Task list
1. Reproduce part of the passage on bank credit ratings: begin at the words "Other factors contribute" and stop after "Prime-1 and Prime-2.".
2. In the passage on bank credit ratings, what standalone credit assessments do firms in the second group now have?

Selected passage
※

Firms in this group now have standalone credit assessments of a3 or better (on a scale from aaa, highest, to c, lowest). Their main operating companies now have deposit ratings of Aa3, and their holding companies, where they exist, have senior debt ratings between Aa3 and A2. Their short-term ratings are Prime-1 at both the operating and holding company level.


The second group of firms includes Barclays, BNP Paribas, Credit Agricole SA (CASA), Credit Suisse, Deutsche Bank, Goldman Sachs, Societe Generale and UBS. Many of these firms rely on capital markets revenues to meet shareholder expectations. Their relative position reflects a combination of differentiating and sometimes adverse factors. Capital markets operations constitute a large part of the overall franchises for Credit Suisse, Goldman Sachs, Barclays, and Deutsche Bank, but less so for UBS, Societe Generale, BNP Paribas and CASA's cooperative group, Groupe Credit Agricole.

Other factors contribute to the relative positioning. For example, Barclays, BNP Paribas and Groupe Credit Agricole have, to varying degrees, relatively robust shock absorbers. Exposure to capital markets businesses is very high for Goldman Sachs, but this is balanced by a record of effective risk management. Barclays, BNP Paribas, Groupe Credit Agricole, and Deutsche Bank also have sizeable but varying degrees of exposure to weaker European economies. Some firms are relatively weak with regard to structural liquidity or reliance on wholesale funding.

Firms in this group now have standalone credit assessments of baa1 or baa2. Their deposit ratings range between A1 and A2, and their short-term ratings are Prime-1 at the operating company level. Their holding companies, where they exist, have senior debt ratings between A2 and A3 and short-term ratings between Prime-1 and Prime-2.

※

Record set
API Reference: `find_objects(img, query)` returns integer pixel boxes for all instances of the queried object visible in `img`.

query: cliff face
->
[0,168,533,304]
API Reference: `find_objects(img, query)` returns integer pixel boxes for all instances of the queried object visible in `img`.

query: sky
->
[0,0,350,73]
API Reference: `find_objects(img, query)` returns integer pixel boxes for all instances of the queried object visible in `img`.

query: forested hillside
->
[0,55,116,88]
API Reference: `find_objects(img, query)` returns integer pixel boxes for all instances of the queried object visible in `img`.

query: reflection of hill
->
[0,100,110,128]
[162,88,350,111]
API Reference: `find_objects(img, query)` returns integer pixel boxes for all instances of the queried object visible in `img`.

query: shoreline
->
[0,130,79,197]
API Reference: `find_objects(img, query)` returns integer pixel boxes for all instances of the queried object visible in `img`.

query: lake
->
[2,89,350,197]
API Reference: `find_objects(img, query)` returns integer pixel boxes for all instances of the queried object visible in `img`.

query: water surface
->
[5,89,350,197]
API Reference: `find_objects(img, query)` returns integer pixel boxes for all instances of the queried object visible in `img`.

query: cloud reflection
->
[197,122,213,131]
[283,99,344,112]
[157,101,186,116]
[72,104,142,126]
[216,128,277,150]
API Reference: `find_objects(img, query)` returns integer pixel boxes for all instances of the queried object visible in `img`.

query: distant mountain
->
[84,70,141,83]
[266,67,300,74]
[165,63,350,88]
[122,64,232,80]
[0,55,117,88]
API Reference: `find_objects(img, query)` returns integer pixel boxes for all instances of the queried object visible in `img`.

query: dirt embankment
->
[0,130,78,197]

※

Answer list
1.
Other factors contribute to the relative positioning. For example, Barclays, BNP Paribas and Groupe Credit Agricole have, to varying degrees, relatively robust shock absorbers. Exposure to capital markets businesses is very high for Goldman Sachs, but this is balanced by a record of effective risk management. Barclays, BNP Paribas, Groupe Credit Agricole, and Deutsche Bank also have sizeable but varying degrees of exposure to weaker European economies. Some firms are relatively weak with regard to structural liquidity or reliance on wholesale funding.

Firms in this group now have standalone credit assessments of baa1 or baa2. Their deposit ratings range between A1 and A2, and their short-term ratings are Prime-1 at the operating company level. Their holding companies, where they exist, have senior debt ratings between A2 and A3 and short-term ratings between Prime-1 and Prime-2.

2. baa1 or baa2